Тем временем во вторник у нас — третье собрание философского кружка в Москве, уже традиционно — в клубе «Конни и Дорофей» на Арме. Заявленная тема — «Русская литература vs. Тексты Прямого Действия» — о том, как выйти из порочного круга безысходности, задаваемого русским литературным языком.
Мы потратили немало сил на предварительную подготовку этого разговора. Тезисы Виктора Осипова я уже публиковал, здесь попробую зафиксировать свои «исходные»:
1. Русский литературный (он же политический, он же философский) язык — это, как известно, «спецпроект» группы интеллектуалов, либо непосредственно участвовавших в войне 1812 года, либо принадлежавших к поколению тех, кто застал ее подростками (Пушкин и лицеисты). Тот русский язык, который существовал до них, к разговору о социальном был к тому времени попросту непригоден — для этого использовались европейские языки, распространение которых ограничивалось узкой прослойкой элиты. Последняя известная нам попытка воспользоваться именно русским для разговора по существу отражена в «Житии» протопопа Аввакума — текст, сотканный из той самой боли и отчаяния чуть более чем полностью, но его язык уже почти так же далек от нашего, как язык церковнославянской Библии: «вси святии нас научают, яко риторство и философство суть внешняя блядь, свойственная огню негасимому». Есть, конечно, еще посошковское «о скудости и богатстве» и радищевские путевые заметки, но судьба обоих авторов говорит скорее о том, что в 18 веке такой разговор был практически невозможен.

◆ **ЗАДАНИЯ**:
(a) Ответьте на вопросы по тексту о русском литературном языке:
(i) В каком месте проходит третье собрание философского кружка?
(ii) Какова заявленная тема собрания?
(iii) В каком тексте отражена последняя известная попытка использовать русский язык для разговора по существу?
(b) Определите, согласуется ли каждое утверждение с текстом о русском литературном языке. Подкрепите ответ точной цитатой.
(i) Третье собрание кружка проходит в среду.
(ii) Тезисы Виктора Осипова автор уже публиковал.
(iii) Европейские языки были распространены среди всего населения.
(c) Подхватите текст о русском литературном языке и продолжите его после последнего предложения.
Записи представляют собой отдельный материал.

Записи данных

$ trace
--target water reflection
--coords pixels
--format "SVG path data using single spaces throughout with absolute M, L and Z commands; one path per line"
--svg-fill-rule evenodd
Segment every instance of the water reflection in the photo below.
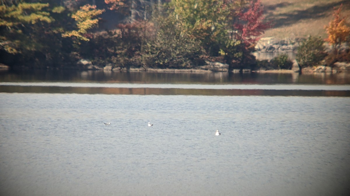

◆ **ОТВЕТЫ ПО ЗАДАНИЯМ**:
(a)
(i) В клубе «Конни и Дорофей» на Арме.
(ii) «Русская литература vs. Тексты Прямого Действия».
(iii) В «Житии» протопопа Аввакума.

(b)
(i) Нет: «во вторник у нас — третье собрание философского кружка в Москве».
(ii) Да: «Тезисы Виктора Осипова я уже публиковал».
(iii) Нет: «распространение которых ограничивалось узкой прослойкой элиты».

(c)
2. Французский как основной язык разговоров о философии, политике etc. выполнял, среди прочего, еще и функцию входного отсекающего барьера — говорить на нем могли только те, у кого в детстве был французский гувернер.
Как только появился пригодный для таких разговоров русский, среда сразу же пополнилась пресловутыми разночинцами — теми, кто мог уже претендовать на участие в разговоре по уровню образования, но не мог — по социальному статусу. Неудивительно, что они довольно быстро стали питательной средой тогдашнего «протеста», из которой выросла вся русская революция — от народовольцев до большевиков включительно. В этом смысле Пушкин вовсе не случайно занимал место «нашего все» в советском пантеоне — он там был вполне по праву.
3. Русскую революцию надо понимать в т.ч. и как попытку выйти за пределы того мира ужаса и отчаяния, который создан по преимуществу русской литературой — из богатого на соответствующее сырье материала «русской жизни». Попытку, как сейчас уже понятно, очевидно провалившуюся — даже ужасы сталинизма оказались естественной, органической частью извечных ужасов русской литературы — Солженицын с Шаламовым, превратившие и их в неотъемлемую часть русского литературного наследия, тому порукой. Сейчас революция для нас — не более чем еще один из ликов кровавого русского Шивы, танцующего здесь со своим топором.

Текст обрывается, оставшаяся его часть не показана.